Return each line of the records with nothing changed, pictures excepted.

• _RECORDS FOR THIS EXERCISE_
----------

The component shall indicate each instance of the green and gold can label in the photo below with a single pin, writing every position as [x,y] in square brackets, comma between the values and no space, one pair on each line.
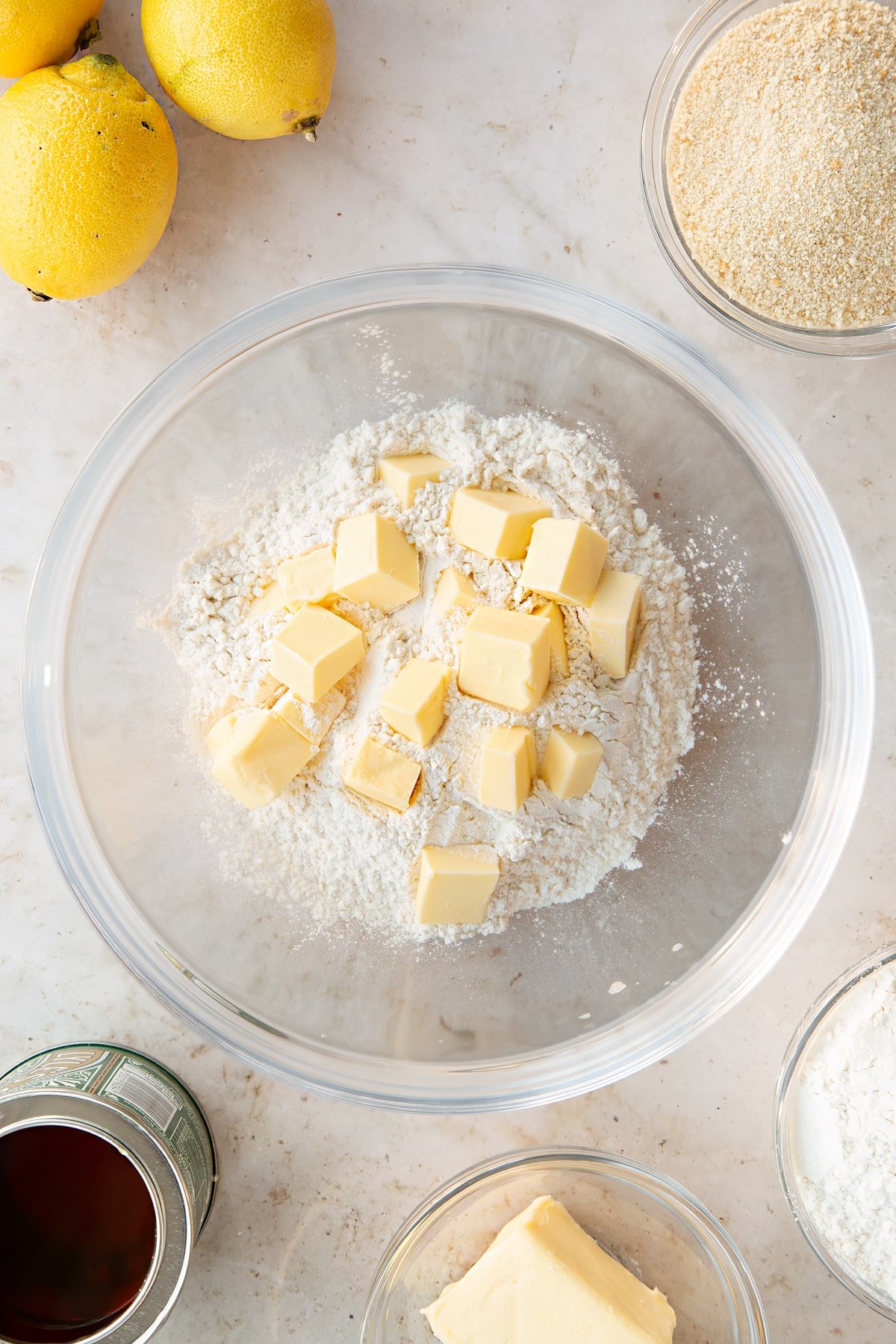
[143,1089]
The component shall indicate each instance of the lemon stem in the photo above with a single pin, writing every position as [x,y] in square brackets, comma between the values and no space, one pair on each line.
[90,33]
[308,127]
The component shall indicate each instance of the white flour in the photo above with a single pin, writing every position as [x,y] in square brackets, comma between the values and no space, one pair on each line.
[321,847]
[845,1119]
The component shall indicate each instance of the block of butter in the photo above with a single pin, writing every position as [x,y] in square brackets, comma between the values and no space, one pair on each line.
[453,589]
[375,562]
[507,769]
[494,523]
[505,658]
[544,1281]
[406,475]
[414,703]
[260,757]
[308,578]
[570,762]
[559,652]
[564,559]
[383,774]
[314,651]
[312,721]
[613,620]
[455,885]
[220,734]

----------

• _SOLUTION_
The component shall indicate each instance of the green and gold can label in the photo below with a single pin, writing every position as [x,y] in square brackets, comma between the values and no space, one pair on each line.
[143,1089]
The component shall indicate each instance of the lemon stem in the photo above with a single pin, writing every position as [x,y] in square brackets, comma between the values and no space, one pair on each line.
[90,33]
[308,127]
The component shall indicate each instance of the white flour in the photo above with a single pin, writing every position as [x,y] in square brackets, comma between the values and no space, one pair on each line.
[321,847]
[845,1119]
The component shall indicate each instance of the block of butter in the photo above with a single pin, writing every position as [x,y] in square brackets, comma between the values and no space, one pair on each line.
[453,589]
[375,562]
[507,769]
[494,523]
[505,658]
[544,1281]
[406,475]
[414,703]
[260,757]
[308,578]
[570,762]
[559,652]
[564,559]
[383,774]
[314,651]
[312,721]
[613,620]
[455,885]
[220,734]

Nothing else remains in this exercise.